Extrait à lire:

╔══

Je n’ai jamais fêté de grand-mère, ni maternelle, ni paternelle, pour la simple raison que ça n’existait pas « de mon temps ». C’est en 1987 que cette fête fut créée par le fondateur des cafés Monnier et de la marque… « Grand-Mère». Donc du tout commercial. (1987 est l’année de la mort de Dalida).

Nous l’appelions « Mémé », comme souvent à cette époque (années 40-50). Elle était née Jeanne Marceline Thérèse Tessier, le 6 juillet 1872. Mais elle nous est familière sous le prénom – ou surnom – de Rachel que lui avait attribué son mari, Raoul de son prénom (et le mien, en 3ème position). Finalement je préfère Rachel ! Elle a épousé Raoul le 23 juin 1908 à Rioux-Martin, au sud de la Charente, fief de la famille Tessier puisqu’on se mariait alors chez sa future femme. Le couple vint à un moment donné à Verteuil-sur-Charente, Raoul comme Régisseur du Château des La Rochefoucauld. Ils eurent deux filles, en 1909 et 1911, la seconde étant ma propre mère. Rachel fut veuve jeune, je pense à 46 ans. Raoul connut  la grande guerre puisqu’il mourut sans doute en 1918 mais pas de la guerre (du cœur). Il était recruté dans un régiment de Dragons paraît-il, pour l’amour de l’uniforme.

Ma mère s’étant séparée de mon père en 1947, Mémé eut un rôle prépondérant dans l’éducation des trois enfants, mes deux sœurs jumelles et moi. Ma mère avait pris la succession de son père comme Régisseure du château. Les deux femmes avaient connu la guerre, l’occupation de notre maison à deux reprises, sans compter celle du château dont les propriétaires avaient fui… en Suisse.

Mémé venait je crois d’une famille assez aisée mais avait adopté le milieu plus paysan de son mari. Elle aimait s’occuper de sa basse-cour, d’un petit potager. J’avoue qu’elle m’a appris à tuer un lapin, une poule… des massacres dont je me tirais avec moins d’élégance qu’elle.

Un souvenir plus plaisant : elle m’avait appris à écaler les œufs durs facilement en tapant l’œuf avec un couteau, ou sur le bord de l’évier, puis en le roulant entre les mains et… la coque s’enlevait très facilement. Croyez-moi si vous le voulez, mais chaque fois que je cuisine des œufs durs à 82 ans, je pense toujours à Mémé. Je la vois encore hors de la maison, dans un chemin dit « Des Douves » (au pied du château), couper des orties pour nourrir ses canards. On faisait beaucoup de conserves si je me souviens bien, d’autant plus que le potager du château nous était ouvert (salaire en espèces !) jusqu’à ce que la jeune châtelaine se mette en tête de vendre ses produits pour boucler ses fins de mois… enfin ! Comme disait la comtesse sa mère : « Mon choux, c’est toujours ceux qui n’en ont pas besoin qui gagnent au Loto ! »

╚══

Enregistrements de données:
╔══

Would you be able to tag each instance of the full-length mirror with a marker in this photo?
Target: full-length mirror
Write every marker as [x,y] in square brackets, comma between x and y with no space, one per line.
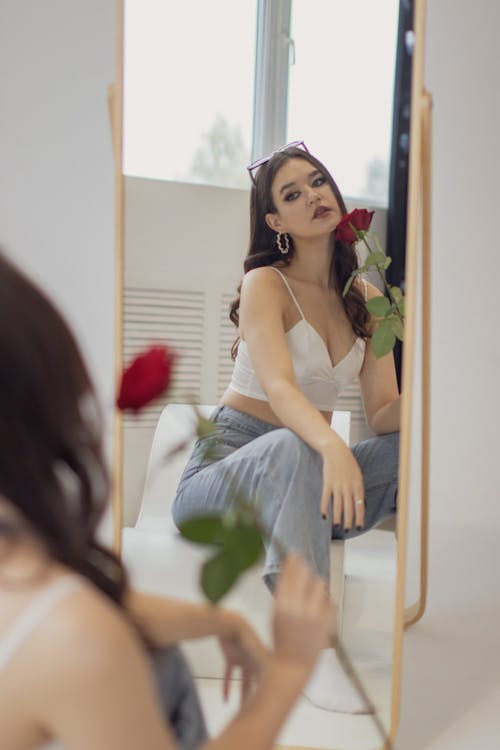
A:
[208,88]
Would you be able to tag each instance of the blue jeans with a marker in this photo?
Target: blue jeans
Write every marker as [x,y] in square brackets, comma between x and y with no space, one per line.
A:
[276,468]
[178,697]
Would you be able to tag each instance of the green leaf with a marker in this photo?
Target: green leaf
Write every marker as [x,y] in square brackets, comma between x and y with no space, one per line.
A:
[246,545]
[397,294]
[207,529]
[217,576]
[378,306]
[378,244]
[374,259]
[383,340]
[397,327]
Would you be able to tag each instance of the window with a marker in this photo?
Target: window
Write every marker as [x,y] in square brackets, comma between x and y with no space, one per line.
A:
[340,97]
[189,79]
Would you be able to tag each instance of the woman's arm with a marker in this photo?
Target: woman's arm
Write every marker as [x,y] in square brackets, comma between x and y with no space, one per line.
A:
[93,688]
[166,621]
[379,387]
[262,305]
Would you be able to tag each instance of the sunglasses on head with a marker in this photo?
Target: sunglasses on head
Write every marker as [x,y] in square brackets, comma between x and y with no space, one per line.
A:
[264,159]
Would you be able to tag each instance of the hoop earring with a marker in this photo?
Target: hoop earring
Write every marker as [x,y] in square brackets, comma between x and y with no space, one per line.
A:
[284,249]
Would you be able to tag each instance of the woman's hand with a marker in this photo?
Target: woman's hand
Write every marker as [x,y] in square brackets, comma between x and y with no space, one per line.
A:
[303,618]
[343,480]
[242,648]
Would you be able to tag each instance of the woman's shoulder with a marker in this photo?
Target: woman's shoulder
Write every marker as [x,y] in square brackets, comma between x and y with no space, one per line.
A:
[263,279]
[85,624]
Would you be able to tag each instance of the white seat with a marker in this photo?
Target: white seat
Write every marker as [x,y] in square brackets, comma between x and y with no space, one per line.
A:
[161,561]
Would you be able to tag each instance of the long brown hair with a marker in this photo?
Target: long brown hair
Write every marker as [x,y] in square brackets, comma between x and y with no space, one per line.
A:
[52,469]
[263,250]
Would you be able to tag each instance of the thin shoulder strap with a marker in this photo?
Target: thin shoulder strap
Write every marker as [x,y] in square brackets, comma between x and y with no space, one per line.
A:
[292,295]
[33,614]
[365,288]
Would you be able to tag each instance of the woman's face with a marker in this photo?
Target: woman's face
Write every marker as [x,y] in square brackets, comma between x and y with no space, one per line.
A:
[306,206]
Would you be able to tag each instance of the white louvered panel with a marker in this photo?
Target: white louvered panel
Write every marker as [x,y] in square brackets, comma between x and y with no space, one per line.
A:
[174,318]
[227,335]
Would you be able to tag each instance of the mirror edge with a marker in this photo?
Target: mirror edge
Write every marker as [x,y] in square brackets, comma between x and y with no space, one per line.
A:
[418,193]
[115,99]
[418,101]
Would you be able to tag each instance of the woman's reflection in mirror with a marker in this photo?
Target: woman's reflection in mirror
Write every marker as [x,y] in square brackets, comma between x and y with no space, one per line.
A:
[300,344]
[86,662]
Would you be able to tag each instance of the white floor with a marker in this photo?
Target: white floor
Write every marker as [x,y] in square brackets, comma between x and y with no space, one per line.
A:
[367,634]
[370,567]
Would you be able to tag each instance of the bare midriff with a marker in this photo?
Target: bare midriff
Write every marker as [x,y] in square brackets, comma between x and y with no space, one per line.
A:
[256,408]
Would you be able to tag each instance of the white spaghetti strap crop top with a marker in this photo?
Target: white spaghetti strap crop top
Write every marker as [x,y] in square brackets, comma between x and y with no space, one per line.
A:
[26,623]
[319,380]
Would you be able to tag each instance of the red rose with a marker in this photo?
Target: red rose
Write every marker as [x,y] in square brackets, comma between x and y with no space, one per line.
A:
[147,377]
[359,218]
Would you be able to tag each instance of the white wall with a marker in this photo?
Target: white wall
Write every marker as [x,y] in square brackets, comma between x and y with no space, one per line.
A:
[56,169]
[451,673]
[56,203]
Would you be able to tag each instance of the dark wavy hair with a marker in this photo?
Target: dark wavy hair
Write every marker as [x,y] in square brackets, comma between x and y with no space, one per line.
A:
[263,250]
[52,469]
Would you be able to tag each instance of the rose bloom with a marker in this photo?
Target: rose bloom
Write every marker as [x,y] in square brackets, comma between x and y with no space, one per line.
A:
[360,218]
[146,377]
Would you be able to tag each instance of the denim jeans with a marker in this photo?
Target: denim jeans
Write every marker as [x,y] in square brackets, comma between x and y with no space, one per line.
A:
[178,697]
[276,468]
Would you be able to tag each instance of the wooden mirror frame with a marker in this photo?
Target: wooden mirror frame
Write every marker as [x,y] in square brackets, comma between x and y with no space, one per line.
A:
[417,248]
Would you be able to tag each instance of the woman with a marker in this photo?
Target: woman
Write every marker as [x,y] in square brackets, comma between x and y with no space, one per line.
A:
[300,343]
[75,642]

╚══

Consigne: Pouvez-vous recopier mot pour mot le passage du souvenir de Mémé qui va de « Mémé venait je » à « moins d’élégance qu’elle. » ?

Corrigé:
Mémé venait je crois d’une famille assez aisée mais avait adopté le milieu plus paysan de son mari. Elle aimait s’occuper de sa basse-cour, d’un petit potager. J’avoue qu’elle m’a appris à tuer un lapin, une poule… des massacres dont je me tirais avec moins d’élégance qu’elle.